▶ **TASK TO CARRY OUT**
Your task is to output the entries below word for word.

(Natural-language object grounding data)

▼

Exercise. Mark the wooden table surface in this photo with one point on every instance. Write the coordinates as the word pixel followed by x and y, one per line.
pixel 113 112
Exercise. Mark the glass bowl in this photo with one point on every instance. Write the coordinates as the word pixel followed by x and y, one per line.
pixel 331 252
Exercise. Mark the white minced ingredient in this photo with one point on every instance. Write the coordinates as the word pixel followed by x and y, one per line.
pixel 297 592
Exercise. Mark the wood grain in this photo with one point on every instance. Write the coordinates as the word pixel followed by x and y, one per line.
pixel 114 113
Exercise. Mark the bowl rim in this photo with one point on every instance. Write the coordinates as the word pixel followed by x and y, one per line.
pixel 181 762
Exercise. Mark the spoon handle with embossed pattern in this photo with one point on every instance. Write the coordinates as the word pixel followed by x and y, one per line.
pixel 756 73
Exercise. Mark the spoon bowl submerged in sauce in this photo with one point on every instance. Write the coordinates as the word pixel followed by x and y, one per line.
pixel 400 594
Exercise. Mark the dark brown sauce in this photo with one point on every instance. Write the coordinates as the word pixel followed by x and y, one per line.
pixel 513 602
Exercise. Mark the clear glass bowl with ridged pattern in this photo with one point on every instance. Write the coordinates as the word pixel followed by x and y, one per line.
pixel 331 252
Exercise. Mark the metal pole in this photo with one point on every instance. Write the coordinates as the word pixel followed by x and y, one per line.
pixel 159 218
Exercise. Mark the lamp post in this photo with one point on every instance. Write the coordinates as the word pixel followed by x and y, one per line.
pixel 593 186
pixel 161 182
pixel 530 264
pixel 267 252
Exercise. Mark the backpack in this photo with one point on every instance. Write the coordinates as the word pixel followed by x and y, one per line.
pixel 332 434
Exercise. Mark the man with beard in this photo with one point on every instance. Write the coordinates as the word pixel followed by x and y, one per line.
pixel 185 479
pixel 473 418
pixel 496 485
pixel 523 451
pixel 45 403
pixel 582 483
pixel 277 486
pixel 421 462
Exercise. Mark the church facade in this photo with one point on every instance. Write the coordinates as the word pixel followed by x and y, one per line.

▲

▶ **RESULT FOR THIS EXERCISE**
Exercise. Mark the wooden table surface in this photo with one point on every instance. Write the coordinates as the word pixel followed by x and y, one per line.
pixel 113 112
Exercise. Mark the glass bowl in this photo with one point on every instance. Write the coordinates as the word pixel followed by x and y, one per line.
pixel 331 252
Exercise. Mark the white minced ingredient in this photo with one point on every instance. Write the coordinates as the word pixel followed by x and y, one per line.
pixel 297 592
Exercise. Mark the wood grain in this photo with one point on every instance. Write the coordinates as the word pixel followed by x and y, one per line.
pixel 114 113
Exercise. Mark the bowl rim in this photo with one point on every instance. Write the coordinates as the word pixel followed by x and y, one per line.
pixel 181 762
Exercise. Mark the spoon handle with embossed pattern in this photo with one point on every instance. Write the coordinates as the word pixel followed by x and y, one per line.
pixel 756 73
Exercise. Mark the spoon bowl submerged in sauce in this photo with one point on every instance. Write the coordinates as the word pixel followed by x and y, one per line.
pixel 400 594
Exercise. Mark the dark brown sauce in this photo with one point on every instance. Write the coordinates as the word pixel followed by x and y, one per line.
pixel 513 602
Exercise. Mark the clear glass bowl with ridged pattern in this photo with one point on every instance. Write the coordinates as the word pixel followed by x and y, one per line.
pixel 331 252
Exercise. Mark the metal pole in this photo with one point on every instance. Write the coordinates as the word pixel followed by x and y, one per line.
pixel 159 218
Exercise. Mark the lamp post in this photo with one point on every instance. Write the coordinates as the word pixel followed by x and y, one per line.
pixel 593 186
pixel 161 182
pixel 530 264
pixel 267 252
Exercise. Mark the backpack in this photo with one point on every instance. Write the coordinates as the word pixel followed by x and y, one per line.
pixel 332 434
Exercise. Mark the man with beard in this photo with one point on every instance. Write the coordinates as the word pixel followed by x and y, one per line.
pixel 185 479
pixel 473 418
pixel 496 485
pixel 523 451
pixel 45 403
pixel 582 483
pixel 277 486
pixel 421 462
Exercise. Mark the church facade in this photo with one point on every instance. Write the coordinates as the word pixel followed by x and y, one per line.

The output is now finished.